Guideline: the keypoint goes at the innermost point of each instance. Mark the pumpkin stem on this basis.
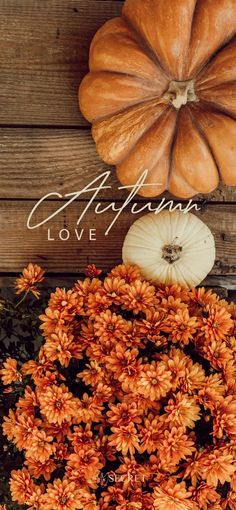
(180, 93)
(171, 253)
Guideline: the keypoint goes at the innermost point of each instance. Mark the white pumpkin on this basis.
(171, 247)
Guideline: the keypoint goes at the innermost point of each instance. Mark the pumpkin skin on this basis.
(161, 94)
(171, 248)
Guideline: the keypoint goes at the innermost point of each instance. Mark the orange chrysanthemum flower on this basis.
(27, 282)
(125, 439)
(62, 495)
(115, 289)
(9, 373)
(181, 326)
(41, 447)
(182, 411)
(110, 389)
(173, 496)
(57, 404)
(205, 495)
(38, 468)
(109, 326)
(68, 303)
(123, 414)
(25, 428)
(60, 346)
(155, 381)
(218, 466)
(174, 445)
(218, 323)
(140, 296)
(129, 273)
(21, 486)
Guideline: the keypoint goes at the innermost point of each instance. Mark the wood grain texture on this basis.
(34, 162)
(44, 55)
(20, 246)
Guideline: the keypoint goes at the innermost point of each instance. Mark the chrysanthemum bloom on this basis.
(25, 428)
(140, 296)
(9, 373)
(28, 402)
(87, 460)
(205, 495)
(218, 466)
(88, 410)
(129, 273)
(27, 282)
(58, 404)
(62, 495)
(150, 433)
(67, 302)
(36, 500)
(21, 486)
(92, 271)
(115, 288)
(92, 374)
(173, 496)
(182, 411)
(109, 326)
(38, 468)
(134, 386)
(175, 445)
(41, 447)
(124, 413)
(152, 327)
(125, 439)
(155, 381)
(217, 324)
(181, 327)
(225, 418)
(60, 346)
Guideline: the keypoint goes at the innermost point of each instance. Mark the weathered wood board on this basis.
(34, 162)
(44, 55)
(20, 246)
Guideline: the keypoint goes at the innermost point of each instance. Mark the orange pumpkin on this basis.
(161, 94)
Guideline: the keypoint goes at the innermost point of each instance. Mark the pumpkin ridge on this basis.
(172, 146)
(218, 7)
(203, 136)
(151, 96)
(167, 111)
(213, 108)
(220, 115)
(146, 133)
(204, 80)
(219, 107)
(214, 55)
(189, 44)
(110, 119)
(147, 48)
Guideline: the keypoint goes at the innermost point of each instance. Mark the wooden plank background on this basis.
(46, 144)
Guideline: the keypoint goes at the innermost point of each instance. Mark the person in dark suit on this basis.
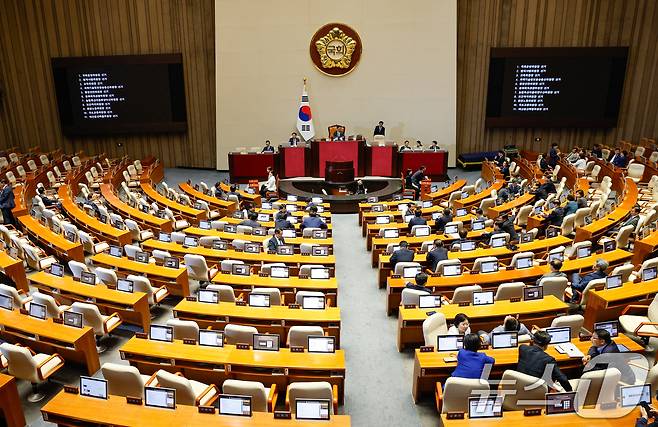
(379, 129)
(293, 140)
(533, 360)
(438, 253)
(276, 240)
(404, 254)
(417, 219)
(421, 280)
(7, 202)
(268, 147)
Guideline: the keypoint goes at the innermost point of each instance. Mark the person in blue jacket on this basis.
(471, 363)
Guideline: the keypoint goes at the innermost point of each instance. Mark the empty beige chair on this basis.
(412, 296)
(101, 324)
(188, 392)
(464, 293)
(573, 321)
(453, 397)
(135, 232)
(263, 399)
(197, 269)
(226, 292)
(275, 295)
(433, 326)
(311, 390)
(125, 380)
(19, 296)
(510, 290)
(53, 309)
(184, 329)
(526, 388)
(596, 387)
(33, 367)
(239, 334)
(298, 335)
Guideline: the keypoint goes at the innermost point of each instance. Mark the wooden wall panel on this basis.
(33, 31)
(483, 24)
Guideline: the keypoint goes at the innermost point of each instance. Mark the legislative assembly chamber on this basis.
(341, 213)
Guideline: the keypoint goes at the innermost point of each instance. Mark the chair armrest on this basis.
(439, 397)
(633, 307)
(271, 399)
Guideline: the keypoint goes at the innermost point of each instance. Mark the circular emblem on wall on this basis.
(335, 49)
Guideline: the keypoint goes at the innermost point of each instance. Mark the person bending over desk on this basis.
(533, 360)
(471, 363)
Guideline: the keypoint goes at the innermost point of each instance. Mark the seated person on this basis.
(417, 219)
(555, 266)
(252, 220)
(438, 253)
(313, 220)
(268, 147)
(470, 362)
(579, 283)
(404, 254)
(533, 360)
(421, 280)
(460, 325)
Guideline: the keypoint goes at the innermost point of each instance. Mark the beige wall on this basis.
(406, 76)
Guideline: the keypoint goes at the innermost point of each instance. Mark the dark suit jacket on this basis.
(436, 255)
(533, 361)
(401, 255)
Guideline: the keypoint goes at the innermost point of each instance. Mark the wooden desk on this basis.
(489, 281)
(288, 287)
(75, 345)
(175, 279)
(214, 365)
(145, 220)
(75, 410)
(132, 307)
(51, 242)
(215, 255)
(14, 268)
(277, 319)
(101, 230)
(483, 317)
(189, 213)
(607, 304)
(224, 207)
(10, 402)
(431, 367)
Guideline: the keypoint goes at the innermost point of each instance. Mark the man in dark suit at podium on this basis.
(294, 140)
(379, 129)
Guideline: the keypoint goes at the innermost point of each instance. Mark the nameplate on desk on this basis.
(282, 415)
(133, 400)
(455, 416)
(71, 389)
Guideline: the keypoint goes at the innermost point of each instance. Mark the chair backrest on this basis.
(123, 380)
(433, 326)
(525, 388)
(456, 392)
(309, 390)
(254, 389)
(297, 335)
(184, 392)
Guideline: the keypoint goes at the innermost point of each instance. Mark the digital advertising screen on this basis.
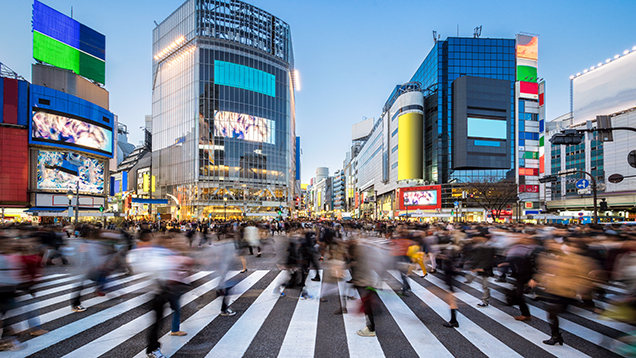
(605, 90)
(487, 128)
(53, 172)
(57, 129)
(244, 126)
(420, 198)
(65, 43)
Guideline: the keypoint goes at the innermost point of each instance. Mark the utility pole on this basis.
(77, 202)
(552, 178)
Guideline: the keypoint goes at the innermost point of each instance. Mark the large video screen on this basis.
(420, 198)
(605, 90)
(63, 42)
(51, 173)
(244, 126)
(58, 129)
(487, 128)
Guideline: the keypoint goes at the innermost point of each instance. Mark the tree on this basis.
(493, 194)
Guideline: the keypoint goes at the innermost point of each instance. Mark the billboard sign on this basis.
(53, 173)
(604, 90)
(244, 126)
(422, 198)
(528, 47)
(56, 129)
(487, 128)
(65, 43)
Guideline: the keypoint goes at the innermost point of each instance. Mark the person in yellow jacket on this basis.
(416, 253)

──────────

**PROMPT**
Write out all of the material above again, word for word, but leave out the pictures.

**EXERCISE RESULT**
Guideline: the keypoint goes at the innermost point of each instance. Mark the pumpkin stem on this basis.
(180, 93)
(171, 253)
Guideline: the keypoint goes at the innermost point of each instance. Mark the white pumpkin on this basis.
(171, 247)
Guideline: the keypoint goes at the innermost point of each instance. Mark the pumpkin skin on this basis.
(161, 94)
(171, 248)
Guideline: the keypoint goes at the innermost point of each instance. Mark the orange chrysanthemum flower on this basis.
(27, 282)
(125, 439)
(62, 495)
(115, 289)
(9, 373)
(181, 326)
(41, 447)
(182, 411)
(110, 389)
(173, 496)
(57, 404)
(205, 495)
(38, 468)
(109, 326)
(68, 303)
(123, 414)
(25, 428)
(60, 346)
(155, 381)
(218, 466)
(174, 445)
(218, 323)
(140, 296)
(129, 273)
(21, 486)
Guideline: the keypoint goes at the innermost point of each instance. Mark the wood grain texture on this basis.
(34, 162)
(44, 55)
(20, 246)
Guideline: the keypoint goes at the innermost point of each instance. Mark the chrysanthemum bloom on this basis.
(25, 428)
(140, 296)
(9, 373)
(28, 402)
(87, 460)
(205, 495)
(218, 466)
(88, 410)
(129, 273)
(27, 282)
(58, 404)
(62, 495)
(150, 433)
(67, 302)
(36, 500)
(21, 486)
(92, 271)
(115, 288)
(92, 374)
(173, 496)
(182, 411)
(109, 326)
(38, 468)
(134, 386)
(175, 445)
(41, 447)
(124, 413)
(152, 327)
(125, 439)
(155, 381)
(217, 324)
(181, 327)
(225, 418)
(60, 346)
Guideline: the keypoint goes at the innermost point of each instance. Mark the weathered wood board on this basis.
(34, 162)
(44, 55)
(20, 246)
Guideline: the keypoint goes at the innermost point of each instance. Mark the orange pumpkin on this basis.
(161, 94)
Guideline: the keypoint goes at the innermost point of each instance. Mark the pumpkin ridge on this basis.
(172, 146)
(218, 7)
(203, 136)
(151, 96)
(167, 111)
(213, 108)
(220, 115)
(146, 133)
(204, 80)
(219, 107)
(214, 55)
(189, 44)
(110, 119)
(147, 48)
Guideline: the keypoint goes at the innermost point of each instance. Mark the wooden plank background on this basis.
(46, 144)
Guideline: the keypoint goes at the innermost point of each instance. Mark the person in dark suit on this basis.
(379, 129)
(293, 140)
(533, 360)
(438, 253)
(276, 240)
(404, 254)
(417, 219)
(421, 280)
(7, 202)
(268, 147)
Guideline: the keypoint goes at the innermost point of each instance. Mark the person in blue jacket on this basis.
(471, 363)
Guideline: the keypoint goes at the innermost point of each instance. Mark the empty beige chair on this basis.
(412, 296)
(101, 324)
(188, 392)
(464, 293)
(573, 321)
(453, 397)
(135, 232)
(263, 399)
(197, 269)
(226, 292)
(275, 295)
(433, 326)
(311, 390)
(125, 380)
(19, 296)
(510, 290)
(53, 309)
(184, 329)
(526, 388)
(596, 387)
(33, 367)
(239, 334)
(298, 335)
Guideline: the keypoint goes at the innermost point of each instance. Mark the wooden wall panel on this basis.
(33, 31)
(483, 24)
Guideline: the keypoint goes at the innermost point of each instance. Mark the legislative assembly chamber on this basis.
(341, 213)
Guideline: the keypoint goes at the innermost point of each instance. Mark the chair armrest on this basis.
(439, 397)
(633, 307)
(271, 399)
Guideline: the keypoint goes at the innermost point of each instance. Mark the circular emblem on wall on this basis.
(335, 49)
Guideline: the keypoint goes at the innermost point of each instance. Mark the person bending over desk on this basis.
(533, 360)
(471, 363)
Guideline: the keypoint goes at the innermost point of each instance. Mark the seated person on this basis.
(417, 219)
(555, 266)
(252, 220)
(438, 253)
(313, 220)
(268, 147)
(470, 362)
(579, 283)
(404, 254)
(533, 360)
(421, 280)
(460, 325)
Guideline: the keypoint goes at the innermost point of each instance. Mark the beige wall on this basis.
(406, 76)
Guideline: the keypoint goes at the innermost point of each instance. Mark the dark suit jacket on this basis.
(436, 255)
(533, 361)
(401, 255)
Guideline: the keypoint goes at the innermost point of each instance. Mark the wooden desk on this basis.
(489, 281)
(288, 287)
(75, 345)
(175, 279)
(214, 365)
(145, 220)
(75, 410)
(132, 307)
(51, 242)
(215, 255)
(14, 268)
(277, 319)
(101, 230)
(483, 317)
(189, 213)
(607, 304)
(224, 207)
(10, 402)
(431, 367)
Guideline: the keypoint goes at the innermost point of each instance. Mark the man in dark suit at podium on this basis.
(294, 140)
(379, 129)
Guideline: the keypoint goes at the innermost point of each instance. Mark the nameplate on desk on this basis.
(282, 415)
(133, 400)
(455, 416)
(71, 389)
Guideline: the keypoint goes at the innermost point of each instance. Mark the chair backrest on this basis.
(123, 380)
(433, 326)
(525, 388)
(456, 392)
(309, 390)
(254, 389)
(297, 335)
(184, 392)
Guideline: the keypoint goes at the innermost point of each instance. Mark the digital advertising screen on this basis.
(605, 90)
(487, 128)
(53, 172)
(57, 129)
(244, 126)
(420, 198)
(65, 43)
Guideline: the keypoint goes at the innermost point of each instance. Mark the utility pole on this basis.
(77, 202)
(552, 178)
Guideline: the keypoint goes at the innermost point of each instance. Mark the large video screen on this basis.
(420, 198)
(605, 90)
(63, 42)
(51, 173)
(244, 126)
(58, 129)
(487, 128)
Guideline: the keypoint goes at the innermost point of each instance. Mark the tree on this basis.
(493, 194)
Guideline: the keypoint goes at the innermost point of each instance. Mark the billboard sign on this basis.
(53, 173)
(604, 90)
(244, 126)
(422, 198)
(528, 47)
(56, 129)
(487, 128)
(65, 43)
Guideline: the keypoint goes at the innermost point of each instance. Mark the person in yellow jacket on this basis.
(416, 253)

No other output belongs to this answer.